## WHAT YOU HAVE TO DO
All of the data below should be written out again exactly.

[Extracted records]
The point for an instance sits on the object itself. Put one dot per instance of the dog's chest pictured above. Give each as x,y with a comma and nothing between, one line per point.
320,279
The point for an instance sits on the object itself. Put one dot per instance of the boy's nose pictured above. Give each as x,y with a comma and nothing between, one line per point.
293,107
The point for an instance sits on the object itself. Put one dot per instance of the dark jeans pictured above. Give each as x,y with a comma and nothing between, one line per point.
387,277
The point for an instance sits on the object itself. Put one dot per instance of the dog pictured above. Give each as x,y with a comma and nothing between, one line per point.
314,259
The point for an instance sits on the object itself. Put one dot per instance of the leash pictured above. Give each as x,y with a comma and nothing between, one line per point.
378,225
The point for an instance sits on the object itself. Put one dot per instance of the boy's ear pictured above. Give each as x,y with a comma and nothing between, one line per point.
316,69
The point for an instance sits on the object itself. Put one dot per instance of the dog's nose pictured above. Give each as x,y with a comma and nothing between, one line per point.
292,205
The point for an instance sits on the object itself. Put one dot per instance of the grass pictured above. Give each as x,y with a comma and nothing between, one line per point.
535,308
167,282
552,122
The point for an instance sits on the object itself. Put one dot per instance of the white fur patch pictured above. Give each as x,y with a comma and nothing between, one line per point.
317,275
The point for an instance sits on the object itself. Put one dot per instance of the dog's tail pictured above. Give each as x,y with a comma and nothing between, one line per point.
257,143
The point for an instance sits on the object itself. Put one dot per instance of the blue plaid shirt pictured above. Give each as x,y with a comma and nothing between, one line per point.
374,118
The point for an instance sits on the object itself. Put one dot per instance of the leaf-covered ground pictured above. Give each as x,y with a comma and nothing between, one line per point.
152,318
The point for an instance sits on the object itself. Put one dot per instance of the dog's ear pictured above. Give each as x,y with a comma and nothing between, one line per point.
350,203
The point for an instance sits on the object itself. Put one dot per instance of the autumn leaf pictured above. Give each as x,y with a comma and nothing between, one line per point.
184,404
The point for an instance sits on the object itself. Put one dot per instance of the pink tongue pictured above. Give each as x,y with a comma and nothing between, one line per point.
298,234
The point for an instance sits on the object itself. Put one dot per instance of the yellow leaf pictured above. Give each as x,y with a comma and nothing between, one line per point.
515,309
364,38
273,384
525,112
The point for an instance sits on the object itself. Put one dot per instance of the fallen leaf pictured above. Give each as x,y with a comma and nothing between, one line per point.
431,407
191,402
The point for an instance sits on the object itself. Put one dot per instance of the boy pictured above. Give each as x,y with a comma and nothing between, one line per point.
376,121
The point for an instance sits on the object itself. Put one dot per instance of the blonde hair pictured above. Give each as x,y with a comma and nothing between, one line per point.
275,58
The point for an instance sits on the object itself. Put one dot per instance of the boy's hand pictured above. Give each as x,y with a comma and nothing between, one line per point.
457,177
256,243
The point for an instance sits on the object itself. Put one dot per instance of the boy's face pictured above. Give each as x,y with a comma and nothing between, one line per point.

## SOLVED PROBLEM
The point for an instance sits on the object itself. Put one dot per instance of the dog's chest pictured above. Give each as x,y with a comma and nothing between, one line per point.
320,279
The point for an instance sits on the object itself. Put one dot per instance of the boy's nose pictured above. Give each as x,y with a comma and nothing between, one line per point.
293,107
The point for an instance sits on the object itself. Put one dot per instance of the dark jeans pictured above. Give each as x,y with a comma and nothing between, one line per point.
387,277
The point for an instance sits on the object itself. Put one dot per instance of the dog pictured above. Give each as x,y with a comma and nothing between, one line per point.
314,259
The point for an instance sits on the object itself. Put one dot per instance of the leash pictured above. Give each as x,y with a comma and nothing between, one line per point.
378,225
The point for an instance sits on the object itself. Put one dot per instance of the boy's ear pictured above. Give each as x,y with a comma and nothing between, one line per point.
316,69
The point for an instance sits on the object itself. Put one dot per instance of the dog's nose pictured above. Give each as x,y with a comma and nothing between, one line per point.
292,205
The point for an instance sits on the object itself. Put one dot per instance of the grass pictured above. Give each as x,y with a comma and nothing between, one line per point.
535,308
167,282
552,122
The point for an instance sits on the object itself. Put one dot per instance of the white fur patch pictured above. Give each as x,y with a comma and nothing between, one line per point.
317,275
The point for an instance sits on the object itself. Put one dot per instance of the dog's tail pictured above. Give each as x,y with a comma and nothing between, one line per point.
257,143
The point for an instance sits on the object itself. Put one dot per instance of the blue plaid shirt pictured above. Give each as x,y with a comma and nothing between, one line per point.
374,118
The point for an instance sits on the object itself. Put one dot per instance of the leaf-covered ground pictured above. Give each as x,y with a comma and nothing between, one line per point.
152,318
The point for an instance sits on the object itself. Put one dot per instance of the dog's ear pictured above. Give each as x,y with a comma and nothing between, one line per point.
350,203
The point for an instance sits on the object itself. Put one dot per instance of the autumn leaf pictured above. Give each as x,y with a comma and nothing between, one line per point.
184,404
The point for an instance sits on the object itself. Put one dot per instance of the pink tongue pictured above. Give each as x,y with a comma and nothing between, one line per point.
298,234
The point for an instance sits on the object itself. Put one dot per instance of the yellow leaf pictured above. Give each as x,y with a comma and nothing between, one line per point.
515,309
364,38
273,384
525,112
The point for an instance sits on the object itself. Put one dot per instance of the fallen leaf pictured above. Give each as x,y with a comma and nothing between, one line per point.
431,407
191,402
The point for an instance sits on the object itself. Put one dot per instance of the boy pictured above. Give each as x,y with a comma and nothing between, one line per point.
376,121
The point for an instance sits on the object itself. Put one dot per instance of the blonde hair pictured above. Give each as x,y with a comma and nothing between, one line per point.
275,58
The point for an instance sits on the object itself. Put one dot per instance of the boy's hand pictured above. Give each as x,y with a comma and nothing between, one line per point.
457,177
256,243
The point for an instance sits on the object itself. Put one dot per instance of the boy's face pictured above. Give each as x,y with a comma and nothing between, one line per point.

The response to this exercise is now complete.